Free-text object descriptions
--------------------------------------------------
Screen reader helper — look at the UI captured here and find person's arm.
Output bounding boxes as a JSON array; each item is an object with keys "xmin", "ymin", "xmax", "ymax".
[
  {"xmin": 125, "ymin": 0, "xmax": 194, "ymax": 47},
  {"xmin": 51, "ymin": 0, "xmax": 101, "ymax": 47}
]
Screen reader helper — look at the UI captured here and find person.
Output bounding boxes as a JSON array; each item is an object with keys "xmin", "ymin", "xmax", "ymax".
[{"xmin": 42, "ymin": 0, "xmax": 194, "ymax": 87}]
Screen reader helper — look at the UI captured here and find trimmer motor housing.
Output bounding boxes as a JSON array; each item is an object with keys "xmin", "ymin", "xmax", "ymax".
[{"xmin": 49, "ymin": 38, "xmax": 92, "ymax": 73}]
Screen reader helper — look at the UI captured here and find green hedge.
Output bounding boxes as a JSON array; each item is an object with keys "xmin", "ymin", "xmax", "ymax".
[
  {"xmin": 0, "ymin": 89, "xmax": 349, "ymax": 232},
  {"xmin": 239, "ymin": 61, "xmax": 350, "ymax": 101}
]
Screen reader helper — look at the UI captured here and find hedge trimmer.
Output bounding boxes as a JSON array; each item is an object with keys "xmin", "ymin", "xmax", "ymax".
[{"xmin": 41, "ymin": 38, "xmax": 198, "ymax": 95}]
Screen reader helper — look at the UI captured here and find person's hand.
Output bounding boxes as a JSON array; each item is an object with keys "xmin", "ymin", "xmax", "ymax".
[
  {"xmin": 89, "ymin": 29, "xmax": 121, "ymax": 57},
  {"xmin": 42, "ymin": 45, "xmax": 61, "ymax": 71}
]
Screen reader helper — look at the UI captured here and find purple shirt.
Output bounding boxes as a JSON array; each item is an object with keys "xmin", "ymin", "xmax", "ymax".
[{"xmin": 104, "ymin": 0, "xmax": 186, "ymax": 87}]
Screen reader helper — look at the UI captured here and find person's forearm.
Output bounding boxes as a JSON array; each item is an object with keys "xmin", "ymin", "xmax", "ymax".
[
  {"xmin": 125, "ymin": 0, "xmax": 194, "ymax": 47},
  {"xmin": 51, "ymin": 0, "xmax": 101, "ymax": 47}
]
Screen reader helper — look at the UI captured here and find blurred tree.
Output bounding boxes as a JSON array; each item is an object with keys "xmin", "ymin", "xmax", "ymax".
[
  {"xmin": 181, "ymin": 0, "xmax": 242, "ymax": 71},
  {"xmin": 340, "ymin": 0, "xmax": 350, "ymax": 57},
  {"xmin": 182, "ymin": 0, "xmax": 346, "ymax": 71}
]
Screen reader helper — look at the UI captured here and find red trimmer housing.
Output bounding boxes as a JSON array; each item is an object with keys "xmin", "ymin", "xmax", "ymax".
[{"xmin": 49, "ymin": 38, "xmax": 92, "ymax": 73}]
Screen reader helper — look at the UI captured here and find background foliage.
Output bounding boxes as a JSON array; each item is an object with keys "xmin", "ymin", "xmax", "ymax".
--------------------------------------------------
■ PROBLEM REQUIREMENTS ■
Recopy all of the records verbatim.

■ ANSWER TO THIS EXERCISE ■
Screen reader helper — look at the UI captured here and find person's arm.
Output bounding boxes as a JSON array; each item is an object with keys "xmin", "ymin", "xmax", "ymax".
[
  {"xmin": 125, "ymin": 0, "xmax": 194, "ymax": 47},
  {"xmin": 51, "ymin": 0, "xmax": 101, "ymax": 47}
]
Screen reader helper — look at the UI captured here and find person.
Output bounding boxes as a JSON array; each item is an object with keys "xmin", "ymin", "xmax", "ymax".
[{"xmin": 42, "ymin": 0, "xmax": 194, "ymax": 87}]
Screen reader helper — look at the UI captured here and find trimmer motor housing.
Output bounding boxes as a JSON array; each item is an object with keys "xmin", "ymin", "xmax", "ymax".
[{"xmin": 49, "ymin": 38, "xmax": 92, "ymax": 73}]
Screen reader helper — look at the UI captured here and find green hedge.
Output bounding boxes as a JSON array; each item is an object with keys "xmin", "ymin", "xmax", "ymax".
[
  {"xmin": 0, "ymin": 89, "xmax": 349, "ymax": 232},
  {"xmin": 239, "ymin": 61, "xmax": 350, "ymax": 101}
]
Screen reader helper — look at the UI captured here and find hedge trimmer.
Output bounding boxes as a JSON array; each item is an object with keys "xmin", "ymin", "xmax", "ymax".
[{"xmin": 41, "ymin": 38, "xmax": 198, "ymax": 95}]
Screen reader helper — look at the UI captured here and find person's hand.
Output bounding boxes as a JSON array; each item is an object with keys "xmin", "ymin", "xmax", "ymax".
[
  {"xmin": 89, "ymin": 29, "xmax": 121, "ymax": 57},
  {"xmin": 42, "ymin": 45, "xmax": 61, "ymax": 71}
]
Screen reader helper — look at the UI captured here and find purple shirt.
Output bounding boxes as a JSON array; each item is an object with keys "xmin", "ymin", "xmax", "ymax".
[{"xmin": 104, "ymin": 0, "xmax": 186, "ymax": 87}]
Screen reader helper — look at the UI captured here and find person's forearm.
Output bounding boxes as a JSON array; each item is an object with keys "xmin", "ymin", "xmax", "ymax".
[
  {"xmin": 125, "ymin": 0, "xmax": 194, "ymax": 47},
  {"xmin": 51, "ymin": 0, "xmax": 101, "ymax": 47}
]
Screen reader helper — look at the UI captured here and find blurred tree.
Output bounding boxes as a JSON array; each item is an object with keys "xmin", "ymin", "xmax", "ymax".
[
  {"xmin": 181, "ymin": 0, "xmax": 242, "ymax": 71},
  {"xmin": 340, "ymin": 0, "xmax": 350, "ymax": 57},
  {"xmin": 182, "ymin": 0, "xmax": 346, "ymax": 71}
]
Screen reader helper — look at the UI captured here and find red trimmer housing.
Output bounding boxes as a JSON array; each item is an object with keys "xmin", "ymin", "xmax", "ymax".
[{"xmin": 49, "ymin": 38, "xmax": 92, "ymax": 73}]
Screen reader helper — look at the UI captured here and find background foliage.
Output bounding boxes as a JSON array; each item is an object with keys "xmin", "ymin", "xmax", "ymax".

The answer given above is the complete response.